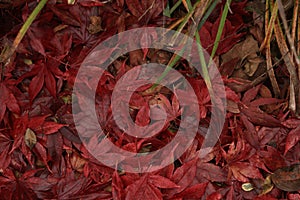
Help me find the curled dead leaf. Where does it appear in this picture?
[271,163,300,192]
[24,128,37,149]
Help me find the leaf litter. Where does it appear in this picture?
[0,0,300,200]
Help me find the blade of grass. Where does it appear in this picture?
[0,0,48,78]
[208,0,231,67]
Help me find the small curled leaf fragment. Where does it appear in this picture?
[242,183,254,192]
[271,163,300,192]
[25,128,37,149]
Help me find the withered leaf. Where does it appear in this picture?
[24,128,37,149]
[271,163,300,192]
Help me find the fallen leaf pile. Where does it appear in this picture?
[0,0,300,200]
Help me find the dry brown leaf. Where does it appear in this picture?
[24,128,37,149]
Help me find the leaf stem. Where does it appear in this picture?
[0,0,48,78]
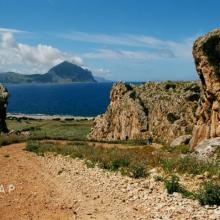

*Work to complete*
Copy every line of the material above word for word, but leave out the pictures.

*Task result*
Help me find the curled dead leaf. Where does it appear in this picture?
[271,163,300,192]
[24,128,37,149]
Help me find the leaf litter. Where does it appear in this picture?
[0,0,300,200]
Help me find the blade of grass. Where does it appear in this picture?
[0,0,48,78]
[208,0,231,67]
Help me find the small curled leaf fragment. Where does it appear in this picture?
[242,183,254,192]
[271,163,300,192]
[25,128,37,149]
Help me find the withered leaf. Where does it appear in this picture?
[24,128,37,149]
[271,163,300,192]
Help me find the fallen leaf pile. Where does it appear in this picture?
[0,0,300,200]
Help me find the dry brown leaf. Where does it appear in this picture?
[24,128,37,149]
Help me find the leaf stem. Where does it appear in this picture?
[0,0,48,78]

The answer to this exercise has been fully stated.